**Exercise aim**
Set down all of the data exactly. Pictures stay out of the copy.

**Data extract**

○ ○ ○ ○ ○

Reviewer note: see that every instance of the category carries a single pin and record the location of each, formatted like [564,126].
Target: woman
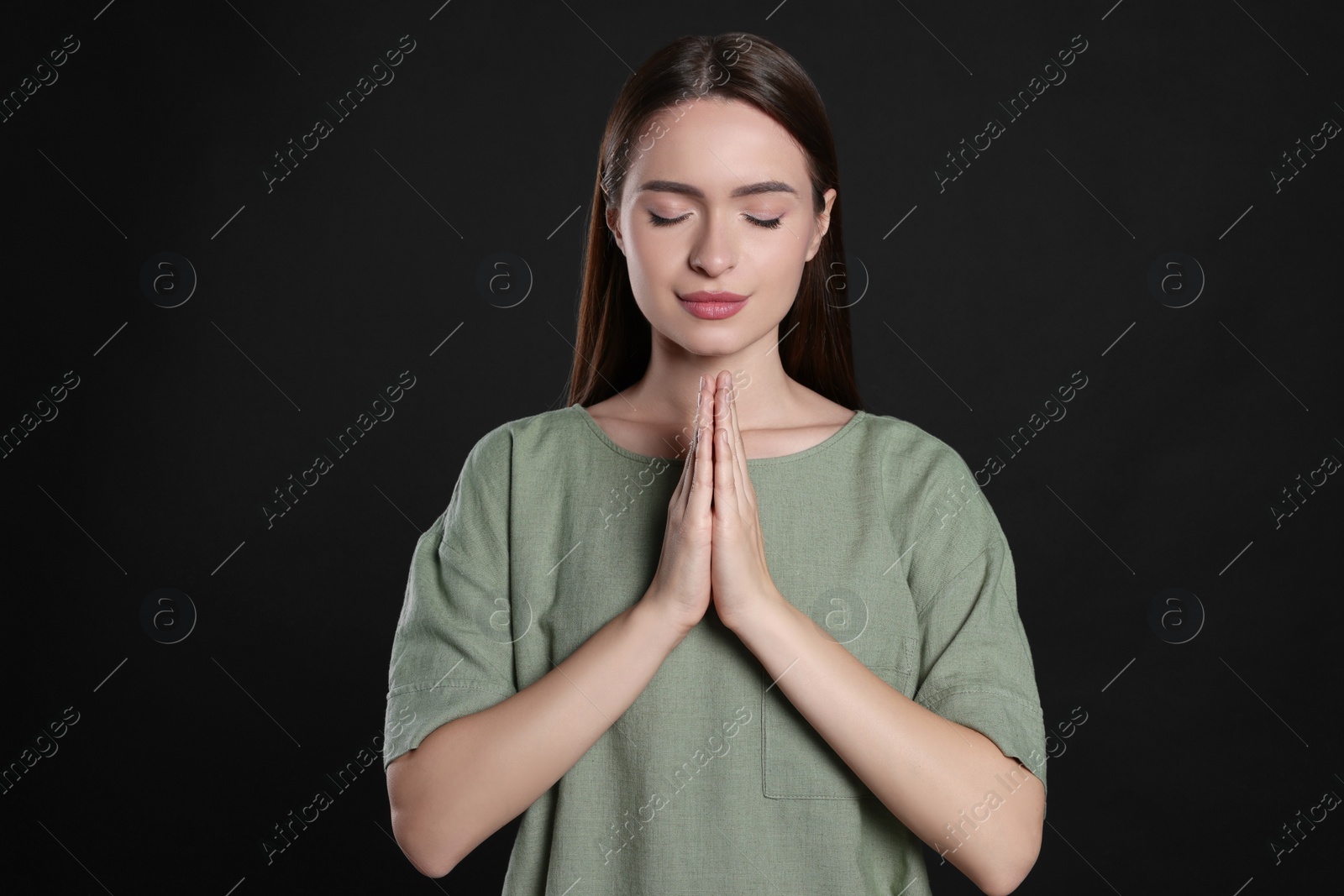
[710,627]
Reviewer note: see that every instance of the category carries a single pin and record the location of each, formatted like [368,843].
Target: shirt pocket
[796,761]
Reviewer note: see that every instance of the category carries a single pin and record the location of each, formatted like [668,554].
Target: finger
[723,463]
[689,461]
[739,446]
[702,483]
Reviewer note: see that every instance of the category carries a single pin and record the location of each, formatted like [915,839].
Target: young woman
[714,627]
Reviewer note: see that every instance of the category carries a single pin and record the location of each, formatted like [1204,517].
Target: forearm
[927,770]
[474,774]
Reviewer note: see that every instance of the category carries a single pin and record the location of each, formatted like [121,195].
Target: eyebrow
[687,190]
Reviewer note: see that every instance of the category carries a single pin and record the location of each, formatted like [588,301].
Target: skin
[717,147]
[927,770]
[472,775]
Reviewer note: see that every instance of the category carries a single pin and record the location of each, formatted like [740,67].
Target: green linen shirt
[711,781]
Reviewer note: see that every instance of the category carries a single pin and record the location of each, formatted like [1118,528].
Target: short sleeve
[452,651]
[974,660]
[976,664]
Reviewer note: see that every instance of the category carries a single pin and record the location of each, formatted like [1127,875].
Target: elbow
[1007,876]
[423,851]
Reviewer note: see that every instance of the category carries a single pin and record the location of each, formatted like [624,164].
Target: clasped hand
[712,548]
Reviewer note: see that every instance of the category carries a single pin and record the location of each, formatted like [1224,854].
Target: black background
[318,295]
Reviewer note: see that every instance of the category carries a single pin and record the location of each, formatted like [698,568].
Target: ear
[823,223]
[613,222]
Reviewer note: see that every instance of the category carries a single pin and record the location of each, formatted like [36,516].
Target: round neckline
[752,461]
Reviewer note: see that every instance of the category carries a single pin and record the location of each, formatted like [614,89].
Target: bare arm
[470,777]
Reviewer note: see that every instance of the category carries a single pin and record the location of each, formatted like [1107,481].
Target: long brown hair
[615,338]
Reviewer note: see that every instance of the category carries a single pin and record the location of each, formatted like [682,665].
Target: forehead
[717,145]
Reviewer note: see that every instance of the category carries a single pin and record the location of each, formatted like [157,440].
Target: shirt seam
[839,436]
[423,685]
[956,691]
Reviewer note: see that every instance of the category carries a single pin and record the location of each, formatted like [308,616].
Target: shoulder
[537,436]
[931,492]
[914,459]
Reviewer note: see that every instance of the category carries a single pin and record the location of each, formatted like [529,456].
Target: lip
[712,305]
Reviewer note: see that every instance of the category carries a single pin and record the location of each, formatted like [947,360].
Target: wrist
[766,614]
[660,622]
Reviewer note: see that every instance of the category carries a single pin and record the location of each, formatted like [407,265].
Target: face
[719,203]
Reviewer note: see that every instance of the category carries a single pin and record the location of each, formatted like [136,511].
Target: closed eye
[667,222]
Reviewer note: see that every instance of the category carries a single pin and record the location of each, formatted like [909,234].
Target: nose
[714,250]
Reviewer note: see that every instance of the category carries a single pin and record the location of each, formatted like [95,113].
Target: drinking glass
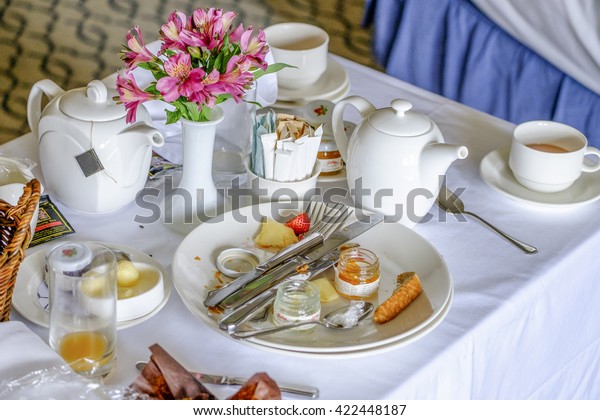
[83,307]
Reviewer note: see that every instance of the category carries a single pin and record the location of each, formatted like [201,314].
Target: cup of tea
[301,45]
[82,281]
[548,156]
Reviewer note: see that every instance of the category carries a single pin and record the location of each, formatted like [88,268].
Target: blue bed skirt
[451,48]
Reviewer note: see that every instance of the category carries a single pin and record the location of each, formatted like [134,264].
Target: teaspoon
[448,201]
[342,318]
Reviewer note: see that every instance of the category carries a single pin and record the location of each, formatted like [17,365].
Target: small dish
[30,296]
[141,298]
[234,262]
[496,173]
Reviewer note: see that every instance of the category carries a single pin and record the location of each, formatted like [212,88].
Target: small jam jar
[297,301]
[330,158]
[357,273]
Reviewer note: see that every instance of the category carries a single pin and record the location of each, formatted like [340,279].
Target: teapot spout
[437,157]
[155,137]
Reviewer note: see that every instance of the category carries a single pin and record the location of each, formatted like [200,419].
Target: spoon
[448,201]
[340,319]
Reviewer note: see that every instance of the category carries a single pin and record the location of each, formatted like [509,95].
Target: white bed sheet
[564,32]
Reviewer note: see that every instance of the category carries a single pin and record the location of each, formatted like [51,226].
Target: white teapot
[91,159]
[395,158]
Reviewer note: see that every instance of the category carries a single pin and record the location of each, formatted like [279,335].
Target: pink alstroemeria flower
[170,32]
[136,51]
[182,79]
[207,95]
[255,48]
[131,95]
[210,27]
[236,79]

○ ○ ○ ○ ○

**Task answer**
Reviewer note: see that every instance of the category carries a single pin and record the location of each, formatted like [564,126].
Target: woman
[710,627]
Reviewer note: see that every instance of the category carries a single pin and record the location of each, formatted like [368,843].
Target: shirt pocket
[796,761]
Reviewer note: see that every instance of the category carries a single pin and record the location of each, formatted like [668,554].
Target: finger
[723,463]
[689,461]
[739,446]
[702,483]
Reviewer note: see that every instance of the category carries a single pin and record the location of each, formatted like [915,839].
Target: young woman
[714,627]
Reviewer note: see that every instance of the category carries a single pin and record the location of each, formatted like [1204,517].
Target: forearm
[927,770]
[474,774]
Reviewer note: see that every instance of the category carries a single pin and record the location of each, formatted like [121,195].
Target: eyebrow
[687,190]
Reviewer note: see that every instance of the category carries a single pin and record the location of each, formatted like [588,301].
Target: skin
[717,147]
[927,770]
[472,775]
Reviewer note: see that every instance of the category carries a single pin and record the location of each, formatted like [740,67].
Target: green linen shirt
[711,781]
Reviewer note: see that every instance of the category carries a single pin and record the location of each, formatted like [1118,528].
Target: short sleeve
[452,651]
[974,660]
[976,664]
Reviewer note: see that every instance of the category carries a single pin and record the location of each, formatted like [1127,875].
Target: elbow
[1007,876]
[423,851]
Reviewer note: see that every instance of the category carries a single pin and record the location of each, formatted like [624,164].
Target: clasped hand
[712,548]
Reviewer note: see that every instance of the category carries a single pin and record the location of each, formatted like [1224,854].
Target: black background
[318,295]
Reviewer note: see that every instance of the category carries a single pin and record the location of each, formatted like [698,568].
Target: ear
[823,223]
[613,222]
Reviewer note: see that every instance of the category carries a single pin and record the location of each, formatted like [36,516].
Target: round neckline
[752,461]
Reviewer note: see that every instance of the category carries a single pin and record the location of each, formatted like [614,89].
Target: bare arm
[470,777]
Reviewer note: see that every instance of the category carries a single pin and record the location of each, formatted like [1107,481].
Target: long brown hair
[615,338]
Reviewer note: see that every instance of the category carries a single pin and record the location of each, formatted like [682,665].
Target: forehead
[717,145]
Reviewer note: see that every instance of the category carries a single pin and record the location of each, formatted like [157,440].
Target: shirt seam
[839,436]
[423,685]
[956,691]
Reviewer note: see that every instance of the category carries a single pin and record the location of each, formatted like [308,616].
Target: shoulder
[537,436]
[931,492]
[914,459]
Reviewer note: see that every instance of the category carries a single pin and record the location of each, formatted like [529,456].
Target: lip
[712,305]
Reviewer note: see that every instance of the category carries a single pin and record the location of each, formatted like [947,360].
Target: wrist
[766,614]
[660,622]
Reviewer note: see that every instance of the category carries a single pin and record the location of each, formatted like [407,265].
Target: face
[719,203]
Reviewer note: see that every instance of the category carries a single pin and record the location of each, formatted like [136,511].
Target: closed eye
[667,222]
Reviewer note: see that every instance of the category carries a single pin and record the location of each, formatted like [909,234].
Target: nose
[714,250]
Reviewer note: see that every instance of the category carries a single pin and record the location of each, formatted like [95,113].
Target: drinking glass
[83,307]
Reviewer note: see that every instance of the category carries a single pin and record the location of each, formatted like [201,314].
Target: cup of tea
[301,45]
[82,281]
[548,156]
Reviewer note: see that every instance of the category carries a single pin and record the location of each, formatted like [88,268].
Target: blue bed skirt
[451,48]
Reviewer note: see that every instance of the category carries a single pin and record the location of each, formatted like [134,264].
Target: teaspoon
[448,201]
[342,318]
Reviewer note: see that every instance of the category carries a single pin and record the location of each, formatted like [17,365].
Target: small dish
[30,296]
[141,298]
[234,262]
[496,173]
Reviewer note: see that every instance of the category carries a single pin and record the location of each, formatted like [212,88].
Target: small jam jar
[297,301]
[330,158]
[357,273]
Reviewer note: see that every instance of the category carries a single pin and record the location of each, formatted like [340,279].
Target: teapot spout
[437,157]
[155,137]
Reviewer note: see that every instance of the category carries a single pin and record the location of each, formatted like [200,419].
Target: spoon
[448,201]
[340,319]
Reviewer note: see that every instance of the category carries a single pin and record the location of each, formatted like [509,95].
Target: white bed sheet
[564,32]
Reviewer note: see that every instance of the category carries a single pin and record the location of each, formatted like [51,226].
Target: white teapot
[91,159]
[395,158]
Reviewer note: see that every instance of the category carries a single pin and record the location of each, formatted like [279,335].
Target: pink alstroemeria flower
[170,32]
[136,51]
[182,79]
[207,95]
[255,48]
[131,95]
[210,27]
[236,79]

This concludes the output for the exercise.